(Dataset excerpts on pointing at objects)
--- begin ---

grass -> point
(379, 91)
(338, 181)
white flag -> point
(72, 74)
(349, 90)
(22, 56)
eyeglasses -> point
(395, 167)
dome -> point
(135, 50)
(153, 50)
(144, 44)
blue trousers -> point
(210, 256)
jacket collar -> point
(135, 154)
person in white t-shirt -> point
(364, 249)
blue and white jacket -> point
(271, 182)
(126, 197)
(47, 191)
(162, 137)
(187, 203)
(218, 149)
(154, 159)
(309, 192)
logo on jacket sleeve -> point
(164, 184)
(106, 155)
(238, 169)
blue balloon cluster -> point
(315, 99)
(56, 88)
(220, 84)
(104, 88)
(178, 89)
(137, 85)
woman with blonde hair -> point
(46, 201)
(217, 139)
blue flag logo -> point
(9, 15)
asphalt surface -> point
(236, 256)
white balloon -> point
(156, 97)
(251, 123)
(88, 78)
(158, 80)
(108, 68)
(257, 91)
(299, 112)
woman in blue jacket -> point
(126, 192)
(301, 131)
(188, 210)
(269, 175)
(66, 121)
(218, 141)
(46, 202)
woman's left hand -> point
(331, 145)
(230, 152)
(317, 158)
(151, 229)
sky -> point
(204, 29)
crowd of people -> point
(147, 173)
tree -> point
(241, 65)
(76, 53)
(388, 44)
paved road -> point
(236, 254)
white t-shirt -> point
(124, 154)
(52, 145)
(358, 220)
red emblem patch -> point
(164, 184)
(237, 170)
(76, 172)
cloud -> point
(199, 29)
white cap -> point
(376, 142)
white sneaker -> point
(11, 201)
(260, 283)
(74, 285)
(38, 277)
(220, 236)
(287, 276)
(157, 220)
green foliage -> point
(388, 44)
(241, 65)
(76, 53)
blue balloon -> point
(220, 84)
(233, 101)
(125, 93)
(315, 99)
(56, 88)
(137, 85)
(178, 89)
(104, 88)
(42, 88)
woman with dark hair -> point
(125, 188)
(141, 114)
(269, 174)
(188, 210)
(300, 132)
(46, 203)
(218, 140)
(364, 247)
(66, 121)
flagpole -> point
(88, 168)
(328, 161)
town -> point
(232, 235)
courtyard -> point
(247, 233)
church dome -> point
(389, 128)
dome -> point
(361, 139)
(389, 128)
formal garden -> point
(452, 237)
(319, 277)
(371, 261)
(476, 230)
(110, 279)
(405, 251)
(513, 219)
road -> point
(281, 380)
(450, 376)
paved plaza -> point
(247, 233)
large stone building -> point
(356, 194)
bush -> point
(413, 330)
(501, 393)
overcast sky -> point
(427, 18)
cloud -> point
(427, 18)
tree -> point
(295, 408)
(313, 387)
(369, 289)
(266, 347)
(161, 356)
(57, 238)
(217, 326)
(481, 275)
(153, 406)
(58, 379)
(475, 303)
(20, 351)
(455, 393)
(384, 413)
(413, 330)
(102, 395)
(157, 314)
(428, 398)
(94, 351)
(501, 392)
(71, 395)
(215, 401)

--- end ---

● What to do: Format every line of the items above as a numbered list, leaving out any blank lines.

● Full solution:
1. grass -> point
2. (379, 91)
3. (338, 181)
4. white flag -> point
5. (72, 74)
6. (349, 90)
7. (22, 56)
8. eyeglasses -> point
9. (395, 167)
10. dome -> point
11. (135, 50)
12. (153, 50)
13. (144, 44)
14. blue trousers -> point
15. (210, 256)
16. jacket collar -> point
17. (135, 154)
18. person in white t-shirt -> point
19. (364, 249)
20. blue and white jacket -> point
21. (271, 182)
22. (126, 197)
23. (47, 191)
24. (162, 137)
25. (187, 203)
26. (218, 149)
27. (154, 159)
28. (309, 192)
29. logo on jacket sleeve -> point
30. (164, 184)
31. (106, 155)
32. (238, 169)
33. blue balloon cluster -> point
34. (315, 99)
35. (56, 88)
36. (220, 84)
37. (104, 88)
38. (178, 89)
39. (137, 85)
40. woman with blonde hair -> point
41. (46, 201)
42. (217, 139)
43. blue flag logo -> point
44. (9, 15)
45. asphalt surface -> point
46. (236, 256)
47. white balloon -> point
48. (156, 97)
49. (251, 123)
50. (88, 78)
51. (158, 80)
52. (108, 68)
53. (257, 91)
54. (299, 112)
55. woman in blue jacket -> point
56. (126, 192)
57. (301, 131)
58. (188, 210)
59. (269, 175)
60. (66, 121)
61. (218, 141)
62. (46, 202)
63. woman's left hand -> point
64. (331, 145)
65. (230, 152)
66. (317, 158)
67. (151, 229)
68. sky -> point
69. (204, 29)
70. crowd of people -> point
71. (147, 173)
72. tree -> point
73. (241, 65)
74. (76, 53)
75. (388, 44)
76. paved road -> point
77. (236, 254)
78. white t-shirt -> point
79. (124, 154)
80. (52, 145)
81. (358, 220)
82. red emblem patch -> point
83. (164, 184)
84. (237, 170)
85. (76, 172)
86. cloud -> point
87. (199, 29)
88. white cap -> point
89. (376, 142)
90. white sneaker -> point
91. (11, 201)
92. (260, 283)
93. (74, 285)
94. (38, 277)
95. (220, 236)
96. (287, 276)
97. (157, 220)
98. green foliage -> point
99. (388, 44)
100. (241, 65)
101. (76, 53)
102. blue balloon -> point
103. (220, 84)
104. (233, 101)
105. (125, 93)
106. (315, 99)
107. (56, 88)
108. (137, 85)
109. (178, 89)
110. (104, 88)
111. (42, 88)
112. woman with dark hair -> point
113. (125, 188)
114. (141, 114)
115. (269, 174)
116. (188, 210)
117. (300, 132)
118. (46, 203)
119. (218, 140)
120. (364, 247)
121. (66, 121)
122. flagpole -> point
123. (88, 168)
124. (328, 161)
125. town -> point
126. (232, 235)
127. courtyard -> point
128. (247, 233)
129. church dome -> point
130. (389, 128)
131. dome -> point
132. (361, 139)
133. (389, 128)
134. formal garden -> point
135. (452, 237)
136. (319, 277)
137. (371, 261)
138. (476, 230)
139. (110, 279)
140. (405, 251)
141. (513, 219)
142. road -> point
143. (281, 380)
144. (450, 376)
145. paved plaza -> point
146. (247, 233)
147. large stone building -> point
148. (356, 194)
149. bush -> point
150. (413, 330)
151. (501, 393)
152. overcast sky -> point
153. (427, 18)
154. cloud -> point
155. (427, 18)
156. tree -> point
157. (295, 408)
158. (313, 387)
159. (369, 289)
160. (266, 347)
161. (161, 356)
162. (57, 238)
163. (217, 326)
164. (481, 275)
165. (153, 406)
166. (58, 379)
167. (475, 303)
168. (20, 351)
169. (455, 393)
170. (384, 413)
171. (413, 330)
172. (102, 395)
173. (157, 314)
174. (428, 398)
175. (94, 351)
176. (501, 392)
177. (71, 395)
178. (215, 401)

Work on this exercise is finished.